▶ [Given instruction A]: In the instant potatoes thread, rewrite the part between "A pouch of Idahoan" and "(Oct 4, 2014)", inclusive, replacing "pouch" with "packet".
▶ [Given instruction B]:
Answer these questions from the instant potatoes thread:
(i) How many servings does a pouch of Idahoan loaded baked instant potatoes hold, and how many calories is each?
(ii) How far past its expiration date was the pouch Seneca recently made?
(iii) What kept Auntie from making her own instant potatoes?
▶ [Given instruction C]: Pick up the instant potatoes thread after its last sentence and keep it going.

▶ [Text block]:
***

# Instant Potatoes



## Seneca (Nov 16, 2012)

Are instant potatoes an overlooked food to prep? For those not up on instant potatoes, let me be the first to say they have come along way from the days of lumpy paste. There are many flavors to choose from and packaging is such that it stores well for a long time in its original Mylar pouch. 

Case in point I recently made some up from a pouch (loaded Baked) that was over two years past its expiration date. The flavor was there and I doubt one could tell it was past it's expiration date by taste alone.

A pouch of Idahoan instant potatoes (loaded baked flavor) contains four 110 calorie servings. That's a lot of calories in a package slightly larger than an ordinary seasoning package. 

If you haven't thought about prepping instant potatoes, might give it a try.


----------



## Auntie (Oct 4, 2014)

We have lots of instant potatoes. They make a quick potato soup, they are good for thickening stews, and of course for a quick serving of mashed potatoes. I agree they have come a long way and taste so much better than they used to. I considered trying to make my own, but it just didn't make sense when we did a cost analysis.


----------



## Kauboy (May 12, 2014)

Not overlooked in my house, though constantly under stocked.

***

(Photo object-pointing records)
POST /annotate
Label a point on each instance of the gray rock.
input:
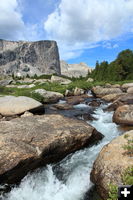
(31, 142)
(74, 70)
(100, 91)
(10, 105)
(31, 58)
(78, 91)
(62, 81)
(5, 82)
(110, 164)
(49, 96)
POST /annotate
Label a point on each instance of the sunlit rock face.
(21, 58)
(74, 70)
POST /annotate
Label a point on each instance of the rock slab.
(21, 58)
(31, 142)
(11, 105)
(110, 165)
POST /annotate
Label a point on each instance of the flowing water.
(70, 178)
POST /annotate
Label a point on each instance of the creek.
(70, 178)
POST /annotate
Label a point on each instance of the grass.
(56, 87)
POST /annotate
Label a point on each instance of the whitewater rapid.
(70, 178)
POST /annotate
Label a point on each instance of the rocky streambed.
(66, 129)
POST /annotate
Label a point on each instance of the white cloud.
(109, 45)
(85, 22)
(11, 23)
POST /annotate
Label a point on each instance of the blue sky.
(85, 30)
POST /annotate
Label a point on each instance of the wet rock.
(112, 97)
(110, 165)
(78, 91)
(68, 93)
(100, 91)
(62, 81)
(124, 115)
(116, 86)
(11, 105)
(63, 106)
(95, 103)
(49, 96)
(73, 100)
(130, 90)
(31, 142)
(125, 99)
(126, 86)
(90, 80)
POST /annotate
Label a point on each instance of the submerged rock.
(110, 164)
(31, 142)
(11, 105)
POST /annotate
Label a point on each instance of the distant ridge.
(74, 70)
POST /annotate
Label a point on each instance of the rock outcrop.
(101, 91)
(49, 96)
(74, 70)
(11, 105)
(31, 142)
(110, 164)
(125, 99)
(21, 58)
(124, 115)
(60, 80)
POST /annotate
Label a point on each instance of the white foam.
(44, 185)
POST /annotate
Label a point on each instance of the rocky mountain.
(31, 58)
(74, 70)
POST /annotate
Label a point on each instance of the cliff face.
(29, 57)
(74, 70)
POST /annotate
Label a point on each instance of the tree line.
(118, 70)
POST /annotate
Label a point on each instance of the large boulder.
(49, 96)
(78, 91)
(130, 90)
(126, 86)
(100, 91)
(31, 142)
(11, 105)
(112, 97)
(124, 115)
(123, 99)
(110, 164)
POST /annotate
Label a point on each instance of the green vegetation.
(127, 179)
(21, 92)
(118, 70)
(113, 192)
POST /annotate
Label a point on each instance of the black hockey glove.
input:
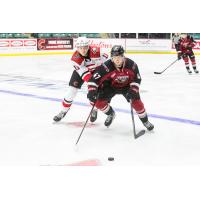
(92, 94)
(133, 93)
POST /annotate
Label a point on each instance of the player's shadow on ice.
(79, 124)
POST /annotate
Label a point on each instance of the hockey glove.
(133, 93)
(92, 94)
(179, 55)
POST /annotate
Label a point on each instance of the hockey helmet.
(117, 50)
(82, 42)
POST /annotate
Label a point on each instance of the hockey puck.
(110, 158)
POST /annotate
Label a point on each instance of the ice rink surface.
(31, 91)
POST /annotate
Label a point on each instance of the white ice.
(29, 137)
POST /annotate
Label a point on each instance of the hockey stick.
(166, 67)
(85, 124)
(140, 133)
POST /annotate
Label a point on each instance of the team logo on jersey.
(87, 59)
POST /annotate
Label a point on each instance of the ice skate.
(109, 119)
(61, 115)
(189, 71)
(93, 116)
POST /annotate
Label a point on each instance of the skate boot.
(93, 116)
(148, 125)
(59, 116)
(110, 119)
(189, 71)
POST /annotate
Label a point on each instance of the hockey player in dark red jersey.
(186, 43)
(118, 75)
(84, 60)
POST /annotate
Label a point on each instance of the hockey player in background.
(186, 43)
(175, 40)
(84, 60)
(118, 75)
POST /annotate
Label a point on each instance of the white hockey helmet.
(82, 42)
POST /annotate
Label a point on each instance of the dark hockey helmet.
(117, 50)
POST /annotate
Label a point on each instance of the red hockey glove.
(92, 93)
(133, 93)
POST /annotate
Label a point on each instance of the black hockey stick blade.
(157, 72)
(142, 132)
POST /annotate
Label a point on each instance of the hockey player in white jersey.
(84, 60)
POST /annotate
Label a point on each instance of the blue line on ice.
(186, 121)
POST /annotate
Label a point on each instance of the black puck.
(110, 158)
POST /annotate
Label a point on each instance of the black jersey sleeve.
(137, 79)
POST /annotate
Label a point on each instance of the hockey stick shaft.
(142, 132)
(166, 67)
(85, 124)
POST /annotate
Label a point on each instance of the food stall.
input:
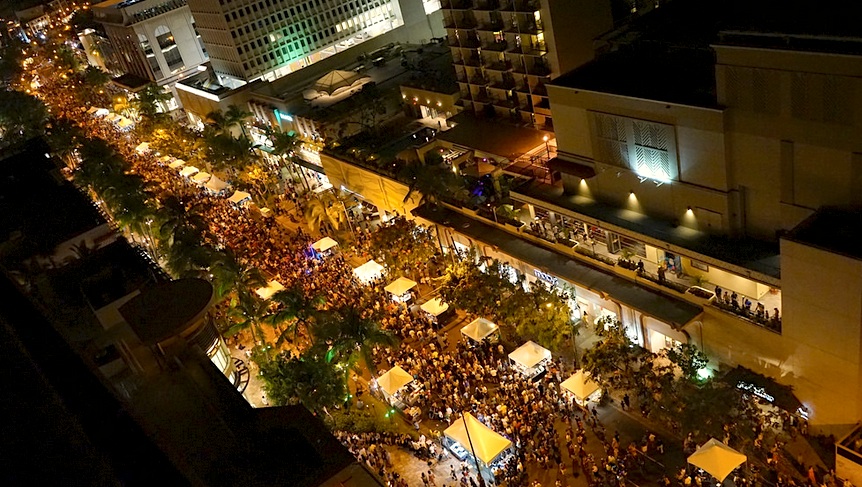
(400, 289)
(582, 388)
(480, 330)
(531, 359)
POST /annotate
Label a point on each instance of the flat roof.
(745, 252)
(167, 309)
(668, 309)
(834, 229)
(491, 136)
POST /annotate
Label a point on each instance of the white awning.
(216, 185)
(581, 385)
(487, 444)
(324, 244)
(530, 355)
(188, 171)
(368, 271)
(479, 329)
(271, 288)
(717, 459)
(393, 380)
(400, 286)
(238, 197)
(434, 307)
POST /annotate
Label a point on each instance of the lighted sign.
(757, 391)
(543, 276)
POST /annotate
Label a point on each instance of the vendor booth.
(582, 388)
(271, 288)
(469, 439)
(400, 289)
(480, 330)
(531, 359)
(239, 197)
(325, 246)
(368, 272)
(717, 459)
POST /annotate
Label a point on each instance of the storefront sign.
(544, 276)
(757, 391)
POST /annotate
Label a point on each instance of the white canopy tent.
(201, 178)
(238, 197)
(216, 185)
(400, 286)
(271, 288)
(530, 357)
(487, 444)
(324, 244)
(581, 385)
(188, 171)
(368, 271)
(434, 307)
(717, 459)
(479, 329)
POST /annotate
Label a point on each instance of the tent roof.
(434, 307)
(368, 271)
(188, 171)
(479, 329)
(271, 288)
(580, 384)
(335, 79)
(400, 286)
(717, 459)
(487, 444)
(394, 379)
(324, 244)
(238, 197)
(530, 354)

***

▶ [Written answer A]:
A packet of Idahoan instant potatoes (loaded baked flavor) contains four 110 calorie servings. That's a lot of calories in a package slightly larger than an ordinary seasoning package. 

If you haven't thought about prepping instant potatoes, might give it a try.


----------



## Auntie (Oct 4, 2014)

▶ [Written answer B]:
(i) Four servings of 110 calories each.
(ii) Over two years.
(iii) A cost analysis showed it didn't make sense.

▶ [Written answer C]:
This is the one food prep that we absolutely adhere to the "prep what you eat" rule. My wife sneaks them at least once a week.

The Idahoans only *require* water, unlike some other instant foods that take milk.
So yeah, quick and easy food with quick prep time.


----------



## A Watchman (Sep 14, 2015)

Yep. covered.


----------



## 7515 (Aug 31, 2014)

Not just instant mashed taters, we prep the instant scallop with cheese boxes of taters too.


----------



## Illini Warrior (Jan 24, 2015)

potato flakes are one of the big sellers for the LDS Church - it's one of their 30 year storage items - selling currently at $30 for a 25 pound bulk buy ....

https://providentliving.lds.org/bc/...df/HomeStorageCenterOrderForm-US.pdf?lang=eng


----------



## dwight55 (Nov 9, 2012)

Illini Warrior said:


> potato flakes are one of the big sellers for the LDS Church - it's one of their 30 year storage items - selling currently at $30 for a 25 pound bulk buy ....
> 
> https://providentliving.lds.org/bc/...df/HomeStorageCenterOrderForm-US.pdf?lang=eng


They offer "pre packaged", . . . "no 10 can packaged by customer", . . . and "bulk items".

How does the packaging differ??? I really don't understand the terminology.

Thanks, may God bless,
Dwight


----------



## Slippy (Nov 14, 2013)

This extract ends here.